Text to read
--*--

Tuesday, September 09, 2014

The '50s: High point or the Sixties waiting to erupt? A trad Catholic conversation

One thing I've learned being ensconced in the Long Island Trad Catholic scene and familiarizing myself with its history is that the only Catholic culture the suburbs can sustain is "1950's-ism," which lays the seeds of its own destruction.

A friend once said something to the effect of "Rigorism combined with bourgeois priorities is a deadly combination," and I think that captures the problem with 1950's Catholicism. Catholics wanted to have their cake and eat it too; they wanted their consumer products and worldly respect, and also to save their souls. The peaceful coexistence of comfy middle class materialism and a Faith that is militant in theory was a greedy delusion. Meanwhile kids were presented a choice between a comfortable life or a hard one — a choice that made itself. You just can't be a Carthusian in the suburbs.
Of course I think that's too harsh — we "arrived" by the '50s, becoming American, and America embracing us (from The Song of Bernadette to Perry Como to Phil Rizzuto), WITHOUT us compromising, but you and similar critics have a point. Vatican II came from a '50s mistake, a belief in never-ending progress and a perceived need to space-age streamline the church.

Hollywood had been making pro-Catholic movies since the '30s. The Sixties (1968-72) ended all that.

Most Catholics aren't called to be Carthusians! We're a church, not a cult, a mistake many latter-day traddies make.
So Rob, you mean something between a "Catholic village" (which Monaghan has built in FL) and the Amish rural self-dependent community? I lived in Ave Maria, Florida for a little while. I don't recommend it.

Ave Maria, Florida is an artificial suburban "village" in the middle of a swamp. Takes an hour to drive to the movie theater. Good if you enjoy the company of lifelong homeschooled college students and alligators. There's an unsightly spaceship church towering over everything else, which is effectively Tom Monaghan's private chapel. If you go for the "conservative Novus Ordo" thing, not much to complain about. For anything more substantial than that, you are SOL.
Tom Monaghan probably meant well, but yeesh. Just about anybody could have predicted that something as artificial as Ave Maria, FL, would fail.
I think Trads who are so inclined should move into the old urban neighborhoods that were once Catholic. Think of it as traditionalist gentrification.

Isolated farmsteads are Protestant (read: Anglo-Saxon). They don't exist in traditional (read: Roman) society. If you want to live like a Protestant, on an isolated farmstead, go for it. Just don't try and pass off that arrangement as "traditional" for Catholics, because it is not our tradition.

--*--

Provided information
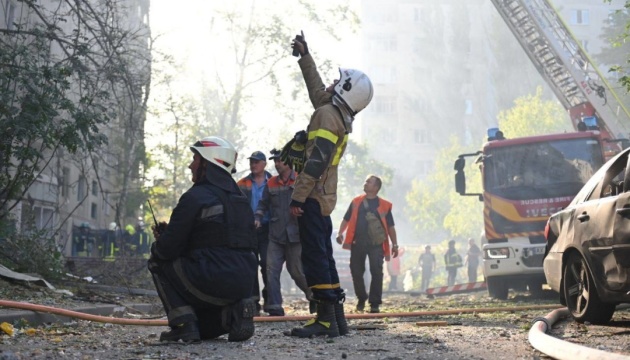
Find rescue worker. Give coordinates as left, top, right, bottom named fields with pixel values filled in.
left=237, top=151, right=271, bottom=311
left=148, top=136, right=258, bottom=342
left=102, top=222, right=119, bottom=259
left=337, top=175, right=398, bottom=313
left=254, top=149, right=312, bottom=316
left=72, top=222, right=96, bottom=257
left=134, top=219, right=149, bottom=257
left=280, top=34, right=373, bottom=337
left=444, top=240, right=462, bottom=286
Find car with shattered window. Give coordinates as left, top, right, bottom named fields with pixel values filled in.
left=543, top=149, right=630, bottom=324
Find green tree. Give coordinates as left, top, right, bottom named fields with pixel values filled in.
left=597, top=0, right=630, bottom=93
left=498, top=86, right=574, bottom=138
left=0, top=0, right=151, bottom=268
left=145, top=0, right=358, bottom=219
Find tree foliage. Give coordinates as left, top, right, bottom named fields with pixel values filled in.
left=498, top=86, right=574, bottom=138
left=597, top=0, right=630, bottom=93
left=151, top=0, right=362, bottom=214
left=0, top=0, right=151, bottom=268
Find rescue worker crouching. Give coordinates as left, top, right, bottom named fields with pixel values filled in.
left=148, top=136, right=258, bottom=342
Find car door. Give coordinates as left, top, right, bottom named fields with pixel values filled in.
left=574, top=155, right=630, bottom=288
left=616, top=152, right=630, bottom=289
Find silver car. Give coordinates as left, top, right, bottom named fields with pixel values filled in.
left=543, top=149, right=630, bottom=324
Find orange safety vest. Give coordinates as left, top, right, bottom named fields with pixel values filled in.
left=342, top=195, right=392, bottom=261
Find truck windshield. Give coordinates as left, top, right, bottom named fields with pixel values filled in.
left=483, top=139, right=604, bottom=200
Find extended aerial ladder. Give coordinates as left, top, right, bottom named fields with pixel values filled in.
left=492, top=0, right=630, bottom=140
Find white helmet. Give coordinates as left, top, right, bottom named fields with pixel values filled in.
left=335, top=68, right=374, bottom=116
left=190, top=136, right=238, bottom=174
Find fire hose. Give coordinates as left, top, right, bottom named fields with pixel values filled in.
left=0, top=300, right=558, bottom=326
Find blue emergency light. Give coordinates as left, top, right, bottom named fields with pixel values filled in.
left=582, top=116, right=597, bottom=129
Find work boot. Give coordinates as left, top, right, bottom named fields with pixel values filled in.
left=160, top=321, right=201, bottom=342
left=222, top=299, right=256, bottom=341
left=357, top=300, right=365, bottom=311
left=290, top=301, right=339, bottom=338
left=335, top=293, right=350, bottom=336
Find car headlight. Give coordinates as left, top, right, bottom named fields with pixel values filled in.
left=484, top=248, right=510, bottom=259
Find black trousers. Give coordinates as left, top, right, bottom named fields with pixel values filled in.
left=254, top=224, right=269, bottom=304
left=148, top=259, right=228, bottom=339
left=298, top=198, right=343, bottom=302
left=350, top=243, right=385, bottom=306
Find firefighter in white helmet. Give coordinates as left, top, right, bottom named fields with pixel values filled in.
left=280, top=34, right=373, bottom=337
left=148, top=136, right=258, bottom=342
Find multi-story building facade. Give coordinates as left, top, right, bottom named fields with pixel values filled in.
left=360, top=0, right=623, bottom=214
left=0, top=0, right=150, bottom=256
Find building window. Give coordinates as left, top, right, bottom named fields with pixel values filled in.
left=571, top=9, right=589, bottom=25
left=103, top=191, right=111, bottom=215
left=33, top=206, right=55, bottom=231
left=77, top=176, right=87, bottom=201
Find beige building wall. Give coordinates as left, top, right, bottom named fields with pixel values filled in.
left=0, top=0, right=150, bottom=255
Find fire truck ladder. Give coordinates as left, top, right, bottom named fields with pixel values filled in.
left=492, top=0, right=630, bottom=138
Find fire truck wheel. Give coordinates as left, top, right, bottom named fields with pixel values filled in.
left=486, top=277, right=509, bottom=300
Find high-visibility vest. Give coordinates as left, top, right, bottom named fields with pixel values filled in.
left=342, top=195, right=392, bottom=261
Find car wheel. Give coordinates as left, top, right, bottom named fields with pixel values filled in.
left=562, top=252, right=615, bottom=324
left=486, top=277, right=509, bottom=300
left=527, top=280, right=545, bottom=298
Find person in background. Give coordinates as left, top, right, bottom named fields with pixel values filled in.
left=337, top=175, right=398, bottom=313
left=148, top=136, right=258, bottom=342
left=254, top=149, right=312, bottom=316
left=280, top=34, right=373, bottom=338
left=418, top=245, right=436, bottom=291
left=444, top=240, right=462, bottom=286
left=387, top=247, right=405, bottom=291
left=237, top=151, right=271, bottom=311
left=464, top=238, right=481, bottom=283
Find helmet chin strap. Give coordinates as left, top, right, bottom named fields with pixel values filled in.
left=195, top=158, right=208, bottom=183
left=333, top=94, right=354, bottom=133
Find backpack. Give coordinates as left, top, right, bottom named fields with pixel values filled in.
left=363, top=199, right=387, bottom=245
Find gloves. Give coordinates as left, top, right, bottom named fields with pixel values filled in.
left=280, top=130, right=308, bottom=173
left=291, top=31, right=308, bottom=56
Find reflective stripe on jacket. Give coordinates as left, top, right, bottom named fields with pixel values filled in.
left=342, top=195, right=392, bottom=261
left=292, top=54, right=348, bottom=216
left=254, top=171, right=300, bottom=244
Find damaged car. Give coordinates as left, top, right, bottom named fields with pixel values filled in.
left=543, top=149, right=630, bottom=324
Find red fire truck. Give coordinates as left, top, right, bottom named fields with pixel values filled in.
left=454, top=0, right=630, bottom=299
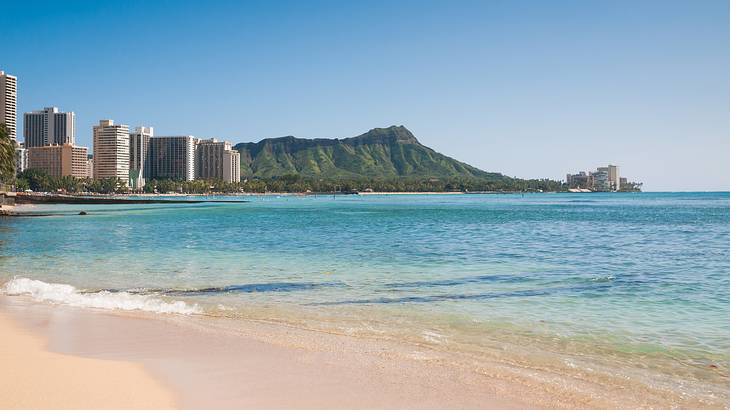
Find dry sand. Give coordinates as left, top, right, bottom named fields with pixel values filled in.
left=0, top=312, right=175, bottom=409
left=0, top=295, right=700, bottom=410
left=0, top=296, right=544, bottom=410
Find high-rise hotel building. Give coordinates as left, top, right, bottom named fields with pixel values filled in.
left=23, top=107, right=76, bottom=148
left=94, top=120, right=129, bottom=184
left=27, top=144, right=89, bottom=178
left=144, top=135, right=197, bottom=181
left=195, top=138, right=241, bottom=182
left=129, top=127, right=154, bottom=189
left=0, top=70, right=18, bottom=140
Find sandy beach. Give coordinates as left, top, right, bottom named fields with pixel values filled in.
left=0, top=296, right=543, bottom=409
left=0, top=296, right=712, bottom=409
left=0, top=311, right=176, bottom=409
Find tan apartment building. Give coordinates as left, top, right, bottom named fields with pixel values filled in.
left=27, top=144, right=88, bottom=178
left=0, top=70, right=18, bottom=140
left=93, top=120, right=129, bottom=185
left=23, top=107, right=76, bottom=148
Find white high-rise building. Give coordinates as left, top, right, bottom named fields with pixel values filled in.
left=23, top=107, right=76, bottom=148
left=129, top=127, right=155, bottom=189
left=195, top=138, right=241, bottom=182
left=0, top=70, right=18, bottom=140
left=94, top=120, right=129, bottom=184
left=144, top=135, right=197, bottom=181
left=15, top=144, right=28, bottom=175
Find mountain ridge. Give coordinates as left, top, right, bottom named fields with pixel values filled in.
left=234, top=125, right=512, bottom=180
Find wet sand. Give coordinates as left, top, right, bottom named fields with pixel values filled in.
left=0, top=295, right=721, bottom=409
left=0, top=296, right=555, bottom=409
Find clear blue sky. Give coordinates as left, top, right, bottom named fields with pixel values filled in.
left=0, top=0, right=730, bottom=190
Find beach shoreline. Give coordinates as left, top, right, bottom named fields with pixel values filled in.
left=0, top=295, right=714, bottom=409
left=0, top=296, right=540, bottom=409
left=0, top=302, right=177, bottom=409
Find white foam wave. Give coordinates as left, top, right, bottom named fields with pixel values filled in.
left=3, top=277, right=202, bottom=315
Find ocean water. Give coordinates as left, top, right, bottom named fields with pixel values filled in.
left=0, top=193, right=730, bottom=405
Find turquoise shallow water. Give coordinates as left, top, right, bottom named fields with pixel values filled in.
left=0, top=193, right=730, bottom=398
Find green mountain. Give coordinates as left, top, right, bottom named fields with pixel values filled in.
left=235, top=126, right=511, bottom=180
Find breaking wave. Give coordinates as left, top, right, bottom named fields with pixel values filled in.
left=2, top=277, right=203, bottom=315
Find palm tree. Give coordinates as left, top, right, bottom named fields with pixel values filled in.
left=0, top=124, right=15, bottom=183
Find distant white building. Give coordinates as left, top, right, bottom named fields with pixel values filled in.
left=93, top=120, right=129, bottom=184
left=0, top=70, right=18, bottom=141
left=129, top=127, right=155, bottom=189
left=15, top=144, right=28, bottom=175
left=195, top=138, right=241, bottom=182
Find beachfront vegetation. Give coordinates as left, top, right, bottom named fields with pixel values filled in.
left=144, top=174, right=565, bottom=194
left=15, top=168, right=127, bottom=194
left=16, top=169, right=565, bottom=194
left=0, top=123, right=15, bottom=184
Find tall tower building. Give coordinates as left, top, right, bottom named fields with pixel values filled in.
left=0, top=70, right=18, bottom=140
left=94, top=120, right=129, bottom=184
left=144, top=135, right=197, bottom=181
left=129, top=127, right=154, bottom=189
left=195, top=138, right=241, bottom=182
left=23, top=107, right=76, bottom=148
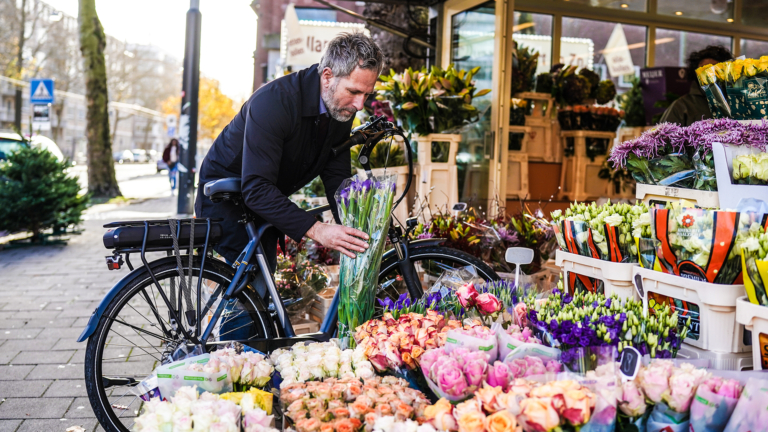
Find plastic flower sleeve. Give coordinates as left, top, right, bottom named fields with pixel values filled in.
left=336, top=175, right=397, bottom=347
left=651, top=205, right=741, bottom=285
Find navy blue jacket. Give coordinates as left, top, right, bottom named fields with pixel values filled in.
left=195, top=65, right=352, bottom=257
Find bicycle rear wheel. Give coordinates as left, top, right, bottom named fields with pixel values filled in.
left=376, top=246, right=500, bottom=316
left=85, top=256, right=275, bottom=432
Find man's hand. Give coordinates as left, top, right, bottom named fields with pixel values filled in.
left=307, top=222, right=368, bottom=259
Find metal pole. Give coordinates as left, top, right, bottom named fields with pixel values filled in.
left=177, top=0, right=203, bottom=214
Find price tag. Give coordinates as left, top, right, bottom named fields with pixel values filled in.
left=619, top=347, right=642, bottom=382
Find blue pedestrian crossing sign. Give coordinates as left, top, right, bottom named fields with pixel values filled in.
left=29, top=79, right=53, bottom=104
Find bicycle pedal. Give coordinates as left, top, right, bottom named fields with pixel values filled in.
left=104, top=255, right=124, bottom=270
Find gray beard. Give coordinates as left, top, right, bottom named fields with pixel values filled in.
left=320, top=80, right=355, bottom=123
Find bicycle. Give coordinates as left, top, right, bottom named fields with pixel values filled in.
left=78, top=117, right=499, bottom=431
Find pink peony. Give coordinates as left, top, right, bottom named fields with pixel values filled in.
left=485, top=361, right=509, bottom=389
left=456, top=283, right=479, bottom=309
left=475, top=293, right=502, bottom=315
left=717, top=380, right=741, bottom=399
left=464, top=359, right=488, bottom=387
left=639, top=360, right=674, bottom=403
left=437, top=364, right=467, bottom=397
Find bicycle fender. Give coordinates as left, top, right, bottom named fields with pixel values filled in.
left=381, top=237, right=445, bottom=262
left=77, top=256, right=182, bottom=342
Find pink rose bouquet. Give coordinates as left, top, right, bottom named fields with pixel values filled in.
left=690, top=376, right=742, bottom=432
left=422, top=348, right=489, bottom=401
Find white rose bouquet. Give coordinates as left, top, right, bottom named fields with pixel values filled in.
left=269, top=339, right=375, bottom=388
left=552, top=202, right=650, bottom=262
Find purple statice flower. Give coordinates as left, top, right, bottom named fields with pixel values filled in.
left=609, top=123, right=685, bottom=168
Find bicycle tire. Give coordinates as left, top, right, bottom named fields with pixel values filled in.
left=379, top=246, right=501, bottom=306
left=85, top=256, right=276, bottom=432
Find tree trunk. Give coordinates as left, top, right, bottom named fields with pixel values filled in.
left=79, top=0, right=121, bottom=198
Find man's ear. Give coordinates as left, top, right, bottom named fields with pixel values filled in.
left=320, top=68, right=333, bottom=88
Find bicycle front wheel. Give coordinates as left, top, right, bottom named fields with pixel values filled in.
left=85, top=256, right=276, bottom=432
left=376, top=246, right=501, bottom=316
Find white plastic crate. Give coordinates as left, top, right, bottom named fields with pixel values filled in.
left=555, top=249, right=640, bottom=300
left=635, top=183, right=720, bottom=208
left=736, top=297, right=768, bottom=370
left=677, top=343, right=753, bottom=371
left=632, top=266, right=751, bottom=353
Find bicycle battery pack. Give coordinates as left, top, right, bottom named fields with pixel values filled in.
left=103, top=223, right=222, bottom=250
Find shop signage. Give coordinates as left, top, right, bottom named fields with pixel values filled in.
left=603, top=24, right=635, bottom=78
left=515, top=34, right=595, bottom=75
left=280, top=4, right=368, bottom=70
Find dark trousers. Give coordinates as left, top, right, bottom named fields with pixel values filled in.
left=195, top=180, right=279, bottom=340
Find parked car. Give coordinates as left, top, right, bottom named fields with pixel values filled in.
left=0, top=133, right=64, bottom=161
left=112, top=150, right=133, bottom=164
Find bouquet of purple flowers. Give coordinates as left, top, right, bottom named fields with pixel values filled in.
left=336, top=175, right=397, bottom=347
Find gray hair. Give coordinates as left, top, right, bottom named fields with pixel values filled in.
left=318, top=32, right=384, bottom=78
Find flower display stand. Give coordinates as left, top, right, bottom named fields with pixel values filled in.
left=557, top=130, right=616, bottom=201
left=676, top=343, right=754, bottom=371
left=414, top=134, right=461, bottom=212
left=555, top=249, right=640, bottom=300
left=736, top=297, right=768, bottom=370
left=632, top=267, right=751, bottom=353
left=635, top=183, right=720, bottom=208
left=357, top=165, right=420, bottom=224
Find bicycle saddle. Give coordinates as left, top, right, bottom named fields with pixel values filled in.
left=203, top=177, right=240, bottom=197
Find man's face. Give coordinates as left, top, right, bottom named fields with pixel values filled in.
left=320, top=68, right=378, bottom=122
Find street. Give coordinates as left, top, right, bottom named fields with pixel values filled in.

--*--

Problems to work on
**a.** Name every person the text on 1950s Catholicism mentions by name.
**b.** Answer these from the text on 1950s Catholicism.
(i) What does it call the only Catholic culture the suburbs can sustain?
(ii) Since which decade had Hollywood been making pro-Catholic movies?
(iii) How long does it take to drive to the movie theater from Ave Maria, Florida?
**c.** Copy out the passage of the text on 1950s Catholicism starting with "One thing I've" and going on through "its own destruction.".

Results for each task
**a.** Perry Como, Phil Rizzuto, Rob, Tom Monaghan

**b.**
(i) "1950's-ism"
(ii) The '30s
(iii) An hour

**c.**
One thing I've learned being ensconced in the Long Island Trad Catholic scene and familiarizing myself with its history is that the only Catholic culture the suburbs can sustain is "1950's-ism," which lays the seeds of its own destruction.